§ **DOCUMENT**
• • • • • • •

Korah really wanted more power for hiself and his comrades. It was none of his business whether the people has or lacks equal rights to govern. He wanted to be both Levy and Priest.

However, in the public opinion he was regarded as a hero who sacrifices himself for the sake of the People. His speech and his actions were those of a demagogue, who takes advantage of the emotional and unrestrained reaction of the masses to arrive to his personal goals.

The people went astray by what was apparently just. It did not really examine the situation. If it is apparently so, then it is definitely so.

This is the core of the problem presented in our parashah. Because a quick judgment like this one, that seals the fate based on a superficial impression, bodes disaster. And it happened, indeed – death and destruction.

Why the Korah affaire comes right after the paragraph commanding the tzitzit (the fringes in the garments)? There is a midrash explaining that Korah took a tallit, a garment, made completely of t’khelet, the product with which only one thread of the tzitzit had to be colored. He then asked Moshe if it had to have tzitzit also, since it was completely made of t’khelet. When Moshe answered positively, Korah treated him with disdain. (Jer. Tal. Sanhedrin 10:5, B’midbar Rabbah Korah 18:3)

• • • • • • •

§ **RECORDED DATA**
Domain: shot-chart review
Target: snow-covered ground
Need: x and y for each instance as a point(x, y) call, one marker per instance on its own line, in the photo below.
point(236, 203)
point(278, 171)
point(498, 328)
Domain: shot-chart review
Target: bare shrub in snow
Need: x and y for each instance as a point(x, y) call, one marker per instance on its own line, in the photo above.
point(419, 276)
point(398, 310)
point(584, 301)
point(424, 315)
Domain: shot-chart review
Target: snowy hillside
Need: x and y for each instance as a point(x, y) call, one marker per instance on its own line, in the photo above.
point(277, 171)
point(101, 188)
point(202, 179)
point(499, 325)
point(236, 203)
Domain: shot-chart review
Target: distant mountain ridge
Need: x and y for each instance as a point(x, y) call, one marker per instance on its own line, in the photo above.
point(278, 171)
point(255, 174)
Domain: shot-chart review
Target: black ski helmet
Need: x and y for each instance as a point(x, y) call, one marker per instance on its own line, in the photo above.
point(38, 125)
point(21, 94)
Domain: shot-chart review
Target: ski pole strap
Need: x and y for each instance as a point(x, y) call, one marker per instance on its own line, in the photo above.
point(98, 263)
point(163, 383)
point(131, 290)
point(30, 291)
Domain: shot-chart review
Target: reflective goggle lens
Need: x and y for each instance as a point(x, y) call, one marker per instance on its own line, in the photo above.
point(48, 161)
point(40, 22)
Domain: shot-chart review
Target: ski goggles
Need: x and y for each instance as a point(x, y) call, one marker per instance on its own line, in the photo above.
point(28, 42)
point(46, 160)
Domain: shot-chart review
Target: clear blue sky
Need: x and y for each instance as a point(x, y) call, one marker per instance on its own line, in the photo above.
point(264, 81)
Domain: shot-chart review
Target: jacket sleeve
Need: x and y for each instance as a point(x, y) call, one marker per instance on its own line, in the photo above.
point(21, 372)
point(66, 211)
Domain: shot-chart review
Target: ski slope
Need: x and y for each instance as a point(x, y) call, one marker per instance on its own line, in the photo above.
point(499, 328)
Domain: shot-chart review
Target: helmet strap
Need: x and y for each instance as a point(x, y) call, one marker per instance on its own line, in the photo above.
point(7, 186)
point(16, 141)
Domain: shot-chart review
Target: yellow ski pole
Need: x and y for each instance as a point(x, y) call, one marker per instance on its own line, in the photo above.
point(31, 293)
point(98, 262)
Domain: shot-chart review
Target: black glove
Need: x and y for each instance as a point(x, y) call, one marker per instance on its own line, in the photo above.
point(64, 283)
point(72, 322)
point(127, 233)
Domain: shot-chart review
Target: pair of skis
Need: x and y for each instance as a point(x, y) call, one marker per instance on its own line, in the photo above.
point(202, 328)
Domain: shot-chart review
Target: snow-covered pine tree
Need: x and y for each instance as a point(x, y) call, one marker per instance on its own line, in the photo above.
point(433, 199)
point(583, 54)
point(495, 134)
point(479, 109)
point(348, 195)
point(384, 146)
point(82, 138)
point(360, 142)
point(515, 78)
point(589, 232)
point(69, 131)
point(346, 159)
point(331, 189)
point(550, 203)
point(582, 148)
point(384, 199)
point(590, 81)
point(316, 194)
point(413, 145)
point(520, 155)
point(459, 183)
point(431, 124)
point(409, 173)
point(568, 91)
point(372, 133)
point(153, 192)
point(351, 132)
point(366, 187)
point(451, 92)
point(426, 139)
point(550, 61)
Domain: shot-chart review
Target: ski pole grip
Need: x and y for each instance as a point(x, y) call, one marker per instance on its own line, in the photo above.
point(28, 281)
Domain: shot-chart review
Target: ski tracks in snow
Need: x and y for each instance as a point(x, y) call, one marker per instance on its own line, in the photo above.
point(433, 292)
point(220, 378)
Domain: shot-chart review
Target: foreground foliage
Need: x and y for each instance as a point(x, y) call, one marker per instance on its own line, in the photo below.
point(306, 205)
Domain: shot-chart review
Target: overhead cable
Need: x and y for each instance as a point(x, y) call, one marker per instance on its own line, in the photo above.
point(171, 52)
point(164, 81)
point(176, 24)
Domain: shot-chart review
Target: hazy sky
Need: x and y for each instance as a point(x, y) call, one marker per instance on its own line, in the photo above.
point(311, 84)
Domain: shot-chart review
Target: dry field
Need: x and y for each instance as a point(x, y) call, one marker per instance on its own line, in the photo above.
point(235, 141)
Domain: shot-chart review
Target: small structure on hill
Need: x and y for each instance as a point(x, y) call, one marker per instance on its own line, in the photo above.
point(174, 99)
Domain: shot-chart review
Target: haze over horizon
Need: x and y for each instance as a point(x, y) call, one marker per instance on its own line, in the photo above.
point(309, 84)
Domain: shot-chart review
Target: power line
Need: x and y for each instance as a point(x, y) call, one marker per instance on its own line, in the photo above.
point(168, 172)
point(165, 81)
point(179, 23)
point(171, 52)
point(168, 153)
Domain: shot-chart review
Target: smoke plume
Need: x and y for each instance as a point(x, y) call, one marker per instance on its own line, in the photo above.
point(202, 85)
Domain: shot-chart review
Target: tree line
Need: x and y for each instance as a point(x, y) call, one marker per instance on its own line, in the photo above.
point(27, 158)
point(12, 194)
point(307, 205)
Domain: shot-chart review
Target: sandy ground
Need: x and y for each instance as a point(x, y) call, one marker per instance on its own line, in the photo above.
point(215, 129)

• • • • • • •

§ **DIRECTION 1**
List each Hebrew term that the commentary on Korah follows with an English explanation, and give the explanation it provides.
§ **DIRECTION 2**
In the commentary on Korah, how did Moshe answer when Korah asked whether a garment made completely of t'khelet also had to have tzitzit?
§ **DIRECTION 3**
Extend the commentary on Korah beyond its last sentence.

§ **EXERCISE OUTPUT 1**
tzitzit: the fringes in the garments
tallit: a garment
t'khelet: the product with which only one thread of the tzitzit had to be colored

§ **EXERCISE OUTPUT 2**
Moshe answered positively.

§ **EXERCISE OUTPUT 3**
We must nevertheless remember that one of the central points in the commandment of tzitzit is “that you may not go about after your own heart and your own eyes, after which ye use to go astray” (id. 15:39). The heart, in the Bible represents the thinking. Do not let your thinking go astray after what your eyes see. Examine, inspect, discern. That is what holiness is about. That is what we are commanded to do.

The story in Korah, the reaction of the People to demagogic addresses, is the opposite example of what the Torah expects from us, of what God commanded us to recall in and by the tzitzit. “Do not go about”, but they did. They let themselves be influenced by the headlines their eyes saw, they were captivated by the nice voice of the populist tyrant who sweetens his words with nonsense that sounds good. Nonsense quickly absorbed and that stands in the way of good sense, of logic and of reality testing.

May all the Lord’s people be prophets! Prophets, but not a flock following the Siren’s song.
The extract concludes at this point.